Excerpt
-- Opening Marker --
BWW Reviews: Evocative and Memorable RED at Theatre on the Bay
I really wanted to see Kickstart's production of John Logan's play, RED, when it was on at the National Arts Festival earlier this year. The problem was that it was a really hot ticket and, try as I might, I simply could not get one. When I heard that the production would run briefly at Theatre on the Bay in Cape Town three months later, I made sure that I would be able to see it. And, I am pleased to say, that the wait was worth it.
The play itself is a remarkable piece of writing. Set at the very end of the 1950s, the play is set against the backdrop of Mark Rothko's commission by Joseph Seagram and Sons to create a series of paintings for The Four Seasons, the luxurious restaurant that would be located in their new building on Park Avenue. In a series of extended, but episodic scenes, each one crafted like a fully formed painting in a series. In the play, Logan provides Rothko, a neurotic intellect who finds inspiration in Greek tragedy, Freud, Jung and Nietzsche, a foil off of which to play in the form of an assistant, Ken. Ken is a young artist dealing with his own issues, his own artistic obsessions with Andy Warhol and Jackson Pollock and that ever constant struggle experienced by those involved in any artistic endeavour, just where the line between artistic integrity and selling out is drawn. Although Rothko sets up the boundaries of their relationship very clearly at the start of the play – he will be Ken's employer, not a father-figure, therapist or anything else – the play is a testament to the human desire to connect with others, much as the artist seeks to connect with his audience through the medium in which he or she works.
-- Closing Marker --
Apply what you read
1 – How would you condense the paragraph of the review of RED that begins "I really wanted to see" into two sentences, keeping its main facts?
2 – How would this sentence from the review of RED read in Spanish: "When I heard that the production would run briefly at Theatre on the Bay in Cape Town three months later, I made sure that I would be able to see it."?

[Records contained in a dataset]
-- Opening Marker --
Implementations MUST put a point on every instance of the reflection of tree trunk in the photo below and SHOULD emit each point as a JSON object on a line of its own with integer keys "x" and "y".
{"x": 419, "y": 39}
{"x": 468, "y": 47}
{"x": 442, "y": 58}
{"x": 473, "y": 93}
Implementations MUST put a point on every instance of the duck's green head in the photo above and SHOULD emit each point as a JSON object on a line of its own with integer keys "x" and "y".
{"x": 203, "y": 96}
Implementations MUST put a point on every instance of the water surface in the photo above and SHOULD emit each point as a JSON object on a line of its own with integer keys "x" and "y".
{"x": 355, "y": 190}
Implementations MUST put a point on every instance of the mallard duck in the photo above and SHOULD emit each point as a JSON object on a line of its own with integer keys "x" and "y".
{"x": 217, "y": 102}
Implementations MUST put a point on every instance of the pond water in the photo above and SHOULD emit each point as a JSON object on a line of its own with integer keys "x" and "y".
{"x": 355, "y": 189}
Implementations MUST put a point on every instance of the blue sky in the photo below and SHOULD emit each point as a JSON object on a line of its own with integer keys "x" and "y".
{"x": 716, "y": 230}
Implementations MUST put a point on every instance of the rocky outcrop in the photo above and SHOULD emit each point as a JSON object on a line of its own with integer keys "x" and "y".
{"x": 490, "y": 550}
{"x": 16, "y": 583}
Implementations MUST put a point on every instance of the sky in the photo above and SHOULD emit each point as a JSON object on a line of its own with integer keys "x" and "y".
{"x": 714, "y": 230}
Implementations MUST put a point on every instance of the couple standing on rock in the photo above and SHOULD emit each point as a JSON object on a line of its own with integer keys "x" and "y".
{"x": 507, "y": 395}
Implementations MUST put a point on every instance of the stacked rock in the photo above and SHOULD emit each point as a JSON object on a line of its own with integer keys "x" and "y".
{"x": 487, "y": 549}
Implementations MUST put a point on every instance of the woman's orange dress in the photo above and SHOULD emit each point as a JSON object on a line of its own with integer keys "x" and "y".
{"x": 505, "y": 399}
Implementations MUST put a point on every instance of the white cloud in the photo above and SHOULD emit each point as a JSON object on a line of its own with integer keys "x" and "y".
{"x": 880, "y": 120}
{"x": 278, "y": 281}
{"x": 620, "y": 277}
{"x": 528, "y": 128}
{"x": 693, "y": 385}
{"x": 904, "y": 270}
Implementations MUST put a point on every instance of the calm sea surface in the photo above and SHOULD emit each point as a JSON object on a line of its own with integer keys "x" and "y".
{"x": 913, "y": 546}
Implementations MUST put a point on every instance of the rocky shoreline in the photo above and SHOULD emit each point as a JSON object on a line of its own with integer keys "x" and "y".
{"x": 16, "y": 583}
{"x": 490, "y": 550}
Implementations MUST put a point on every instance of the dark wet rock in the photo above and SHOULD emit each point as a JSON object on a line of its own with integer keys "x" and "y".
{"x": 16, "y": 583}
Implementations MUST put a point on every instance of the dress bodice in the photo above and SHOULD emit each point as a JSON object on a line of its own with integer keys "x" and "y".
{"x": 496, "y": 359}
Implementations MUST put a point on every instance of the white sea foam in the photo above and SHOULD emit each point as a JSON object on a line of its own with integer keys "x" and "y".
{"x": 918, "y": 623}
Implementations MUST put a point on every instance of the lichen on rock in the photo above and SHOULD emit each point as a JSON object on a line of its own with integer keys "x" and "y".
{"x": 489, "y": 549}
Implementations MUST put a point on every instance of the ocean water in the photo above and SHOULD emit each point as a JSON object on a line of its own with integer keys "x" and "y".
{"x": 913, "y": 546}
-- Closing Marker --
Answers provided
1 – The writer wanted to see Kickstart's production of John Logan's play RED at the National Arts Festival earlier that year but could not get a ticket because it was in such high demand. On hearing that it would run briefly at Theatre on the Bay in Cape Town three months later, the writer made sure to see it there and found it worth the wait.

2 – Cuando me enteré de que la producción se presentaría brevemente en el Theatre on the Bay de Ciudad del Cabo tres meses después, me aseguré de poder verla.